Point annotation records
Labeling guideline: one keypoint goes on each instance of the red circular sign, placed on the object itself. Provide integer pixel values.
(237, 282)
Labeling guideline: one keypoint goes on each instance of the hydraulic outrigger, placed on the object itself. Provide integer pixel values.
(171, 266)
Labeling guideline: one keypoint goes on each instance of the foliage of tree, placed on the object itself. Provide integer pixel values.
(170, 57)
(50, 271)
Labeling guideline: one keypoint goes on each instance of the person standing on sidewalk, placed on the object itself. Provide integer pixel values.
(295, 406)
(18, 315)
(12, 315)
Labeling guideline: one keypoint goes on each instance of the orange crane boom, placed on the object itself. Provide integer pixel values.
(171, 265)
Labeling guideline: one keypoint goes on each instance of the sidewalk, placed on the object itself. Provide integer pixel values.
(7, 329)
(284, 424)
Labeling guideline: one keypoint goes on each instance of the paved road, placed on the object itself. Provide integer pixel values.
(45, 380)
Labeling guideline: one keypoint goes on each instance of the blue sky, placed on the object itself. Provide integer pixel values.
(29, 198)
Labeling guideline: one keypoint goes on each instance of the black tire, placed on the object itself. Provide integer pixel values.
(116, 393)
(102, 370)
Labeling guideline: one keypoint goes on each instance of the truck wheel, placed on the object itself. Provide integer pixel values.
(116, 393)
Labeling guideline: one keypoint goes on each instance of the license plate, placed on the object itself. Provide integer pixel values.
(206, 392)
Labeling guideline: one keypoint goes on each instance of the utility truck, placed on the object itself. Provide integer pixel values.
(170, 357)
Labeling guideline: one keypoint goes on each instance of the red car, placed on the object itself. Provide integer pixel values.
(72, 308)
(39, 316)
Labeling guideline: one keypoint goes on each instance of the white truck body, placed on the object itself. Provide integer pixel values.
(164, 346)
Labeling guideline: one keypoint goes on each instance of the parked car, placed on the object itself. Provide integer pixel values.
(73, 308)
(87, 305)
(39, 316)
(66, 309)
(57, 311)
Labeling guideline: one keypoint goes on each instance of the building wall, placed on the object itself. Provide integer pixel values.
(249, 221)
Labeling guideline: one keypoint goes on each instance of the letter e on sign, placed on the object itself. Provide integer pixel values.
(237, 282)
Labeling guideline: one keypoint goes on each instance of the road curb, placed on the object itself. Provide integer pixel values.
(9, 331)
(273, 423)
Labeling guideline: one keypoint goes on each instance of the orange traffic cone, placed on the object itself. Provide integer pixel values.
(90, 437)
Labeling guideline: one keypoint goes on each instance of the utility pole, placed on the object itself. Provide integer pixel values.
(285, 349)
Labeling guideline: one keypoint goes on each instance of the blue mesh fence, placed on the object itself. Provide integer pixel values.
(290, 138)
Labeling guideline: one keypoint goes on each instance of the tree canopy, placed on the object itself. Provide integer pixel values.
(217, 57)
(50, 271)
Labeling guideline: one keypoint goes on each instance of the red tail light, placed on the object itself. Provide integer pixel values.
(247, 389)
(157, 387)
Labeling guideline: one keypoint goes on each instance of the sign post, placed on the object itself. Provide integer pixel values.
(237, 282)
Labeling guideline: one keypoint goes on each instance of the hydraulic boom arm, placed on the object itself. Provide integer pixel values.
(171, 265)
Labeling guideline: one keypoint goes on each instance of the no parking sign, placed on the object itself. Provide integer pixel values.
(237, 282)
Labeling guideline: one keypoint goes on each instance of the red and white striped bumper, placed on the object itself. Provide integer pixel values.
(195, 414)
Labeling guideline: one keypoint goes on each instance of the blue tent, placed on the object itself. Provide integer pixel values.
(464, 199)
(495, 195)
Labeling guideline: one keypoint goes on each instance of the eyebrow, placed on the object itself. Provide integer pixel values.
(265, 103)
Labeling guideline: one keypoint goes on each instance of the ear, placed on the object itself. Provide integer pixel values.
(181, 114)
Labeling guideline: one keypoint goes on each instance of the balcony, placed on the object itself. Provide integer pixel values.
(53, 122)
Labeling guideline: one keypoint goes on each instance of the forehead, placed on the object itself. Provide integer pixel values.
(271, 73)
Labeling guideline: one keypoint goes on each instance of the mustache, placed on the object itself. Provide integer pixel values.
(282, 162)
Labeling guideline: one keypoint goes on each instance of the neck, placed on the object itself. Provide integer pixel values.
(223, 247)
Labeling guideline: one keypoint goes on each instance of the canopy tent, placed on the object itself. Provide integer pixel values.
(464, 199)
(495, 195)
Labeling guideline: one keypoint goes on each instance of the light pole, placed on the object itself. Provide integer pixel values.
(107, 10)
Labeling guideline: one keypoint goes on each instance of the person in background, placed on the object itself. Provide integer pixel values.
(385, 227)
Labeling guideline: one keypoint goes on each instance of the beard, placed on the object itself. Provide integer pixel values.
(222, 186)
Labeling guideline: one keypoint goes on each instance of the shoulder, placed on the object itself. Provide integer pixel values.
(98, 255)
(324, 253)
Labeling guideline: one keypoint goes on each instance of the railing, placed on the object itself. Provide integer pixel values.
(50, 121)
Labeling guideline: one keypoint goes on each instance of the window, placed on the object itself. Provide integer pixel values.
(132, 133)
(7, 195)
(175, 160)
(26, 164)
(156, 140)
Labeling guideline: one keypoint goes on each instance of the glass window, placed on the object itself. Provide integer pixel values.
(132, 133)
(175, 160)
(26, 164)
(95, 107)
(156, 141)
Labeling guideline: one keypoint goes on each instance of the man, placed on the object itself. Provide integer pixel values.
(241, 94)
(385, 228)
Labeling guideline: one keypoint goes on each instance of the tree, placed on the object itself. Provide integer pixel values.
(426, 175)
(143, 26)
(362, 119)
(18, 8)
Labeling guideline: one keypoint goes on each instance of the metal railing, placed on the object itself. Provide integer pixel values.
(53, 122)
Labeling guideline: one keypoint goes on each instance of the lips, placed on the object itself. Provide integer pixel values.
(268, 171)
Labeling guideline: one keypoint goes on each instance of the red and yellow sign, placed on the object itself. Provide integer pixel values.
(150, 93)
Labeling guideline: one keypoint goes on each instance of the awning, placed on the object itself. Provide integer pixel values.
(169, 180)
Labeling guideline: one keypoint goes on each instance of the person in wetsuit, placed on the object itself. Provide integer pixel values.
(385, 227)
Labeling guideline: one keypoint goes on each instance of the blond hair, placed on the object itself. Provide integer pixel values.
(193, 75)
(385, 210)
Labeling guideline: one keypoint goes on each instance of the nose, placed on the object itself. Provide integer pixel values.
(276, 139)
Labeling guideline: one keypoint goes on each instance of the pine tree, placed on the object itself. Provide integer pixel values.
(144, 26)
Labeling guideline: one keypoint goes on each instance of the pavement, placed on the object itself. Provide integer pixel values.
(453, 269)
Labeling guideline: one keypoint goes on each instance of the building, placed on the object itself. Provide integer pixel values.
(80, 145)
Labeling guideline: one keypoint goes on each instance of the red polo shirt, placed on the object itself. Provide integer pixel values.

# Task prompt
Repeat the entries above exactly, leaving nothing out.

# Written solution
Labeling guideline: one keypoint goes on each instance of the red circular sign, placed on the object itself. Provide integer pixel values.
(237, 282)
Labeling guideline: one keypoint goes on each instance of the hydraulic outrigger, placed on the object itself. Provide integer pixel values.
(171, 266)
Labeling guideline: one keypoint goes on each instance of the foliage of tree, placed on the object itself. Provide integer pixel values.
(170, 57)
(50, 271)
Labeling guideline: one keypoint goes on each instance of the person standing on sidewalk, placed on the object itself. Provide integer pixel values.
(295, 406)
(18, 315)
(12, 315)
Labeling guideline: one keypoint goes on each instance of the orange crane boom, placed on the object itself. Provide integer pixel values.
(171, 265)
Labeling guideline: one keypoint goes on each instance of the sidewalk, placed on the object itself. Provide integer pixel values.
(7, 329)
(284, 424)
Labeling guideline: one keypoint goes on each instance of the paved road, placed on the object itself. Provide integer pixel values.
(45, 380)
Labeling guideline: one keypoint goes on each instance of the blue sky, placed on the object itself. Provide integer pixel values.
(29, 198)
Labeling guideline: one keypoint goes on each instance of the black tire, placed on the object itself. Provide integer pixel values.
(116, 393)
(102, 370)
Labeling guideline: one keypoint goes on each instance of the truck wheel, placed on the object itself. Provide integer pixel values.
(116, 393)
Labeling guideline: one keypoint goes on each instance of the license plate, placed on the object itself. Provide integer pixel values.
(206, 392)
Labeling guideline: one keypoint goes on each instance of the utility truck, placed on the object itself. Provide integer pixel values.
(170, 357)
Labeling guideline: one keypoint goes on each instance of the red car, placed on the object itself. Provide integer pixel values.
(72, 308)
(39, 316)
Labeling guideline: one keypoint goes on each instance of the white truck body, placed on the object itself. Provide integer pixel values.
(164, 346)
Labeling guideline: one keypoint goes on each instance of the parked car, placed on the object itself. Provide integer pixel values.
(73, 308)
(87, 305)
(39, 316)
(66, 309)
(57, 311)
Labeling guideline: one keypoint goes on each instance of the building wall, placed on the object itself. Provide integer pixel values.
(249, 221)
Labeling guideline: one keypoint goes on each instance of the letter e on sign, placed on the object itself. Provide integer pixel values.
(237, 282)
Labeling guideline: one keypoint goes on each instance of the road curb, placed on the object itself. Provide integer pixel values.
(9, 331)
(273, 423)
Labeling guideline: one keypoint goes on each instance of the orange traffic cone, placed on the object itself. Provide integer pixel values.
(90, 437)
Labeling guideline: one keypoint goes on each instance of the utility pole, placed on the object itself. Provide integer pixel values.
(285, 349)
Labeling guideline: one keypoint goes on each instance of the blue mesh fence, placed on the object itself. Provide integer pixel values.
(290, 138)
Labeling guideline: one keypoint goes on each instance of the tree canopy, placed on the object itself. Provide integer pixel values.
(217, 57)
(50, 271)
Labeling guideline: one keypoint goes on each instance of the red tail light, placed on the object itself. Provide integer pixel values.
(247, 389)
(157, 387)
Labeling guideline: one keypoint goes on each instance of the sign post, placed on the object itself. Provide integer pixel values.
(237, 282)
Labeling guideline: one keypoint goes on each instance of the hydraulic boom arm, placed on the object itself. Provide integer pixel values.
(171, 265)
Labeling guideline: one keypoint goes on each instance of the no parking sign, placed on the object itself. Provide integer pixel values.
(237, 282)
Labeling guideline: one keypoint goes on each instance of the red and white striped bumper, placed on the object itself. Provide integer pixel values.
(195, 414)
Labeling guideline: one keypoint goes on each instance of the blue tent, placed on the object itself. Provide integer pixel values.
(464, 199)
(495, 195)
Labeling guideline: one keypoint goes on each instance of the eyebrow, placed on the object itself. Provide integer pixel values.
(265, 103)
Labeling guideline: one keypoint goes on each instance of the ear, placed on the object itself. Provide integer pixel values.
(181, 114)
Labeling guideline: one keypoint goes on each instance of the balcony, placed on the object itself. Provide integer pixel values.
(53, 122)
Labeling guideline: one keypoint goes on each instance of the forehead, placed on the object itself. Provide integer pixel values.
(271, 73)
Labeling guideline: one keypoint goes on each instance of the mustache, placed on the object itself. Provide integer pixel values.
(282, 162)
Labeling guideline: one keypoint goes on each instance of the neck, placed on the object itself. Provide integer pixel values.
(223, 247)
Labeling guideline: one keypoint goes on each instance of the canopy tent, placed on the object itself. Provide integer pixel values.
(464, 199)
(495, 195)
Labeling guideline: one keypoint goes on each instance of the light pole, placed on the object itself. Provide integer pixel values.
(107, 10)
Labeling guideline: one keypoint goes on each instance of the person in background, placed on the object itself. Provide integer pixel values.
(385, 227)
Labeling guideline: one keypoint goes on each instance of the beard, placed on the object itself. Provide integer pixel values.
(222, 186)
Labeling guideline: one keypoint goes on each instance of the shoulder, placed on the object itself. Provide integer pixel values.
(98, 255)
(324, 253)
Labeling guideline: one keypoint goes on each instance of the railing, placed on the object itself. Provide integer pixel values.
(50, 121)
Labeling guideline: one keypoint goes on each instance of the window, placed on the object itself. Provide integer pixel values.
(132, 133)
(7, 195)
(175, 160)
(26, 164)
(156, 140)
Labeling guideline: one keypoint goes on each instance of the glass window, placed on the object itself. Provide integer pixel values.
(132, 133)
(175, 160)
(26, 164)
(95, 107)
(156, 141)
Labeling guideline: one keypoint goes on each instance of the man, placed on the object itself. Provide integer pixel values.
(241, 94)
(385, 228)
Labeling guideline: one keypoint goes on each instance of the tree, placed on the object itself. Provide integer pixel values.
(426, 175)
(143, 26)
(362, 119)
(18, 8)
Labeling guideline: one keypoint goes on each instance of the metal railing, placed on the object itself. Provide integer pixel values.
(53, 122)
Labeling guideline: one keypoint goes on each instance of the lips, placed on the object itself. Provide integer pixel values.
(268, 171)
Labeling guideline: one keypoint goes on each instance of the red and yellow sign, placed on the object itself. Provide integer pixel values.
(150, 93)
Labeling guideline: one keypoint goes on each instance of the awning, placed on the object itself. Provide integer pixel values.
(169, 180)
Labeling guideline: one keypoint goes on each instance of the person in wetsuit, placed on the object itself. Provide integer pixel values.
(385, 227)
Labeling guideline: one keypoint goes on each instance of the blond hair, placed on the object itself. Provide integer pixel values.
(193, 75)
(385, 210)
Labeling guideline: one keypoint goes on each instance of the nose, placed on the object itself. Provide integer pixel values.
(276, 139)
Labeling guideline: one keypoint goes on each instance of the pine tree, placed on the object itself. Provide integer pixel values.
(144, 26)
Labeling guideline: one keypoint goes on each instance of the pavement, placed on the object itself. Provide integer pixel values.
(453, 269)
Labeling guideline: one keypoint goes on each instance of the building, placed on the object itself. Provide integer pixel values.
(80, 145)
Labeling guideline: one keypoint goes on each instance of the red polo shirt, placed on the object itself. Provide integer pixel values.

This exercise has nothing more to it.